**Given request A:** According to the book review below, what span of years does Mauldin's account of the cotton South cover?

**Text to read:**
Erin Stewart Mauldin.  Unredeemed Land: An Environmental History of
Civil War and Emancipation in the Cotton South.  New York  Oxford
University Press, 2018.  256 pp.  $35.00 (cloth), ISBN

Reviewed by Matthew M. Stith (University of Texas at Tyler)
Published on H-CivWar (July, 2019)
Commissioned by G. David Schieffler

The best ideas often refocus our attention on what was there all
along. Erin Stewart Mauldin's _Unredeemed Land_ is no exception. At
its heart, Mauldin's work is a story of the tumultuous evolution of
the cotton South from 1840 to 1880 through a carefully focused
environmental, primarily agricultural, lens. Along with R. Douglas
Hurt's _Agriculture and the Confederacy: Policy, Productivity, and
Power in the Civil War South_ (2015), Mauldin's contribution is among
the first to fully examine southern agriculture and landscapes and
how they shaped the war--and how they were shaped by it. While Hurt
focuses primarily on the Civil War years, Mauldin places the cotton
South in wider chronological perspective. Few works on the Civil War
South do not, at least in the periphery, invoke landscapes,
agriculture, or the environment in general. To be sure, the South's
natural and built environment underscored the military, political,
cultural, and economic course of the conflict. But, to date,
surprisingly little attention has been allotted to the environment as
a key, perhaps _the_ key, player in influencing the war and its
aftermath. To this end, Mauldin injects fresh and valuable insight
into our understanding of the interplay between southern agriculture
and the Civil War.

**Given request B:** Show each line of the listing below that contains the string "covered", treating uppercase and lowercase as distinct.

**Entries supplied:**
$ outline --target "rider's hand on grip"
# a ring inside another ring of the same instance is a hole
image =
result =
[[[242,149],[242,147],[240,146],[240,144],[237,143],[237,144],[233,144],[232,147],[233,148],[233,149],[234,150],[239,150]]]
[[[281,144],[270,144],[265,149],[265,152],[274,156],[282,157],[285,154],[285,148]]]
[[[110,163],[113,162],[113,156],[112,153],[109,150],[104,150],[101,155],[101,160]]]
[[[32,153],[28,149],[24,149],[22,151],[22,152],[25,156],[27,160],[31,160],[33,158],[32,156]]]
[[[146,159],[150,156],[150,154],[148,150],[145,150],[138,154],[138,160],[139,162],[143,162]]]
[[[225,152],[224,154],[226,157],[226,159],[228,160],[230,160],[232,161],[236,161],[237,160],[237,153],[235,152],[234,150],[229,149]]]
---
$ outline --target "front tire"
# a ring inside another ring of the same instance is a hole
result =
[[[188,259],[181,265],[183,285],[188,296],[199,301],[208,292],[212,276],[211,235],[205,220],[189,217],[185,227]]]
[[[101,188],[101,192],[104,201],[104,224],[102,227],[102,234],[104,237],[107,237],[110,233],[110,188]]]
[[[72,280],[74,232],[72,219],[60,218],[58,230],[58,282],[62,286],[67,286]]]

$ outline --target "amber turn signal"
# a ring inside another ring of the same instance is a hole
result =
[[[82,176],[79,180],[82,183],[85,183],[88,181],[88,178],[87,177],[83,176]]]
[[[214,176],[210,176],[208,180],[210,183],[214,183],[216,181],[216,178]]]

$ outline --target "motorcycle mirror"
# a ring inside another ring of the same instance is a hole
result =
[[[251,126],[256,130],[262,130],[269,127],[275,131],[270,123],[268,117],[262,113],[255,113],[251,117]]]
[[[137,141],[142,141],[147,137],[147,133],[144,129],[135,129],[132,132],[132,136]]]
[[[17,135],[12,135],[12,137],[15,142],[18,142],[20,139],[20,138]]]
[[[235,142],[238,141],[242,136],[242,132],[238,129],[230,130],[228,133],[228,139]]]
---
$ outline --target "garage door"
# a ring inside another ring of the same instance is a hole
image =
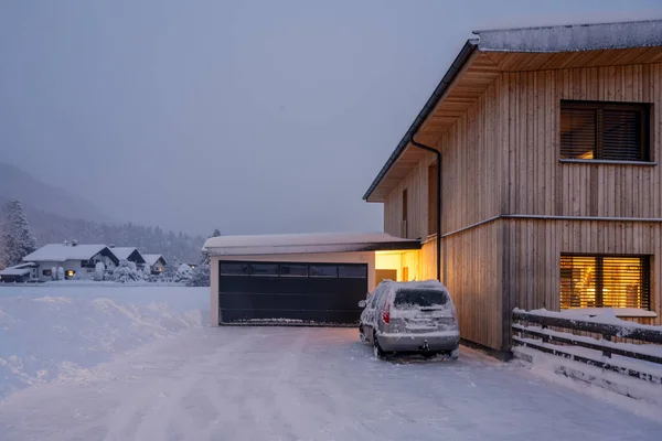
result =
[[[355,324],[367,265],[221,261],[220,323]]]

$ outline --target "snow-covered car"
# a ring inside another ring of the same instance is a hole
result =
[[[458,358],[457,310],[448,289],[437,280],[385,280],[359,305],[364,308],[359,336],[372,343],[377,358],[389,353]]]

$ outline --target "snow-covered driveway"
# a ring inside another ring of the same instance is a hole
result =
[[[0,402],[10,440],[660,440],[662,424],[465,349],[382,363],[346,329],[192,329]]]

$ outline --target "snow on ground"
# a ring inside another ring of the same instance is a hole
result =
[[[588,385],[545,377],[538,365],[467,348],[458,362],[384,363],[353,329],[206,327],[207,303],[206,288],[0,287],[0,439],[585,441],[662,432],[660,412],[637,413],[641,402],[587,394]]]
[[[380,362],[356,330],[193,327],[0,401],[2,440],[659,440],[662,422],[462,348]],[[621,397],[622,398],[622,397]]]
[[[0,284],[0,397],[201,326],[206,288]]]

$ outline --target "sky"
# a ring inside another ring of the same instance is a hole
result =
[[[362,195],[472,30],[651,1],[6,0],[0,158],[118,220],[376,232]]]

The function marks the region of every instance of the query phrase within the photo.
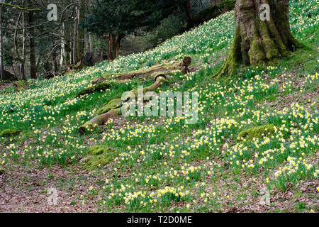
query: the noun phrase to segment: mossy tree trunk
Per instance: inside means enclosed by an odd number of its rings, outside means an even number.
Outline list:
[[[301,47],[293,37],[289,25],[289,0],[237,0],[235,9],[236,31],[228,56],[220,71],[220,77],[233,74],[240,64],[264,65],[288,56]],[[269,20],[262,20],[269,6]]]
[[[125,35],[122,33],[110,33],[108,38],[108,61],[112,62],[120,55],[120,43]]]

**Worked solution A:** From 1840 to 1880.

**Worked solution B:**
$ outline --target "snow-covered car"
$ outline --target "snow-covered driveway"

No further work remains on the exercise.